_DIRECTIONS:_
The records below are to be quoted in full; please keep every word exact.

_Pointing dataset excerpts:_
»»
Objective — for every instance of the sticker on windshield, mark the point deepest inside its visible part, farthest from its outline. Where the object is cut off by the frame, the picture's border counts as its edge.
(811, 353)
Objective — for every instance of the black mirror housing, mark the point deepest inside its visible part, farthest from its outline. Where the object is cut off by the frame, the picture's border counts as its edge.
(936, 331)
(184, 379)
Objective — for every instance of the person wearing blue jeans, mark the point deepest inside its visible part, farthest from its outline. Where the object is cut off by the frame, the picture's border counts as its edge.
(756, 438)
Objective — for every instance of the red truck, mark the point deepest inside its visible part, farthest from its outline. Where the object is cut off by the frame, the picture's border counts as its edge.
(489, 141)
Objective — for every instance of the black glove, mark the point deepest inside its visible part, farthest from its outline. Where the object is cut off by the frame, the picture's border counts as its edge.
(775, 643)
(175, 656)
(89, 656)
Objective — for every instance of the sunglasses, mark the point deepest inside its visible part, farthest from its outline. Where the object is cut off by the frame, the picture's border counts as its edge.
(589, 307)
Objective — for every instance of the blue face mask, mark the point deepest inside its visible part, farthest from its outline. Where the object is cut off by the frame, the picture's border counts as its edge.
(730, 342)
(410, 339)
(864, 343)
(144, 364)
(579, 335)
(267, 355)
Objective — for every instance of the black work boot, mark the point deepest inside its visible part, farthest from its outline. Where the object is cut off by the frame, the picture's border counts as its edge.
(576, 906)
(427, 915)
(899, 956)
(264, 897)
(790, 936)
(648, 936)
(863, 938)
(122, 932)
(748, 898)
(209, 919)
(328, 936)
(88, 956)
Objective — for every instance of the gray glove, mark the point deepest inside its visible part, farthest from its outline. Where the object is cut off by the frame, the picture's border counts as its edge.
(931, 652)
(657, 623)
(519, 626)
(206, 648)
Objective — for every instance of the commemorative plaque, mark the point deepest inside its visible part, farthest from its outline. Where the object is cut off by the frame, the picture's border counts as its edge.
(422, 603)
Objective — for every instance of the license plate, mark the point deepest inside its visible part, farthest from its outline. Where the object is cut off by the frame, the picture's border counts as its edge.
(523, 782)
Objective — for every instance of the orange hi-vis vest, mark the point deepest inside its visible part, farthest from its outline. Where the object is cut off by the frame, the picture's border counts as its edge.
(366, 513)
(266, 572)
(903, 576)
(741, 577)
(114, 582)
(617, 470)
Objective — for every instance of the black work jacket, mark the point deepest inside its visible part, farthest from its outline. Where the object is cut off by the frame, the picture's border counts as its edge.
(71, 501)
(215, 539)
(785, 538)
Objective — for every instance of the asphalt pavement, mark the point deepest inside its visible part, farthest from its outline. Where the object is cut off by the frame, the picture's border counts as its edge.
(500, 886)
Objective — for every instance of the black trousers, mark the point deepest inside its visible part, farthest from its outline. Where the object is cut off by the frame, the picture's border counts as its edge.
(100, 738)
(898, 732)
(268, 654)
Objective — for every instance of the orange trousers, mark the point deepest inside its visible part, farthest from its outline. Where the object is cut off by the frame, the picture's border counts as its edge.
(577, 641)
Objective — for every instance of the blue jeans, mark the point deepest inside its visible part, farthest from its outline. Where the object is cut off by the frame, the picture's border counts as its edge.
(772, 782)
««
_WRITTEN RESPONSE:_
Objective — for every instance of the sticker on windshield, mark the point deepest inside its visible part, farthest from its outline. Where the object is cut off by the frame, the picture's border counts as its edge.
(811, 353)
Objective — for every instance of the black mirror housing, mark the point deepest inside its visible part, farthest from its outline. Where the object is cut off by the frame, the picture's border counts as its edge.
(936, 331)
(184, 379)
Objective — for every instance of the person wearing blue jeans, mark the point deepest inside its visible part, farthest from its outline. Where the object is cut off by the frame, the picture's border counts as its edge.
(756, 438)
Objective — for every instance of the red truck, mark the point deepest inside its visible part, farthest from its outline. Where the object is cut off by the frame, the picture's border counts as its edge.
(489, 141)
Objective — for every instance of the black glove, mark the point deepest inside its visible part, farthest from its outline. Where the object is cut off by the frame, the picture's border counts as its edge.
(775, 643)
(175, 656)
(89, 656)
Objective — for every instance of the sunglasses, mark the point deepest inside its visible part, farthest from its outline. Where the object is cut off by the frame, the picture's border counts as its edge.
(589, 307)
Objective — for every instance of the blue face mask, mark the point deepest inside its visible part, farthest from its outline. Where the object is cut off by the frame, the picture's border counts as its edge.
(730, 342)
(410, 339)
(864, 343)
(144, 364)
(579, 335)
(267, 355)
Objective — for every instance of the black work boot, mark the point deepest inside its visible part, farthest from its outline. Where the object is cut off by the frame, the picture's border counts as its edge.
(576, 906)
(427, 915)
(899, 956)
(264, 897)
(790, 936)
(648, 936)
(863, 938)
(122, 932)
(748, 898)
(209, 919)
(328, 936)
(88, 956)
Objective — for every instance of the gray glove, mark the point deepest inside its visible part, farthest from its outline. Where the object is cut off by the frame, the picture's border counts as its edge.
(931, 652)
(657, 623)
(519, 626)
(206, 648)
Objective — for every instance of the commemorative plaque, mark the point deepest inside its visible part, farthest from its outline. Where the object is cut off by the frame, the picture's border counts as its edge.
(422, 603)
Objective — for every instance of the license plate, mark the point deepest inside its visible part, farthest from its outline. Where the object is cut off by the frame, the picture's border counts as its edge.
(523, 782)
Objective — for every instance of the orange hi-vis vest, mark the point deepest inside its visible part, farthest from its outline. Where the object is cut off by the frame, the picture's border counts as its edge.
(366, 513)
(266, 572)
(903, 576)
(741, 577)
(114, 582)
(617, 470)
Objective — for every instance of the black work jacket, mark the point deepest inside its visible part, farthest from its outline. Where the object is cut off by the frame, the picture's border counts as its edge.
(71, 501)
(215, 539)
(785, 538)
Objective — for every instance of the asphalt pavement, mark the point deepest inside its visible part, farthest from its outline. Where the object is cut off by the frame, the picture's border counts as its edge.
(500, 886)
Objective — for every instance of the black trousers, mark the point deepest inside its visible part, farthest from its outline. Where the object is cut off by the frame, the picture's border counts as its edge.
(100, 738)
(898, 732)
(268, 654)
Objective — for every instance of the orange trousers, mark the point deepest inside its visible part, farthest from its outline. Where the object is cut off by the frame, the picture's border counts as its edge.
(577, 641)
Objective — for every instance of the blue jeans, mark the point deepest inside its visible part, farthest from its outline. Where the object is cut off by the frame, the picture's border counts as its edge.
(772, 782)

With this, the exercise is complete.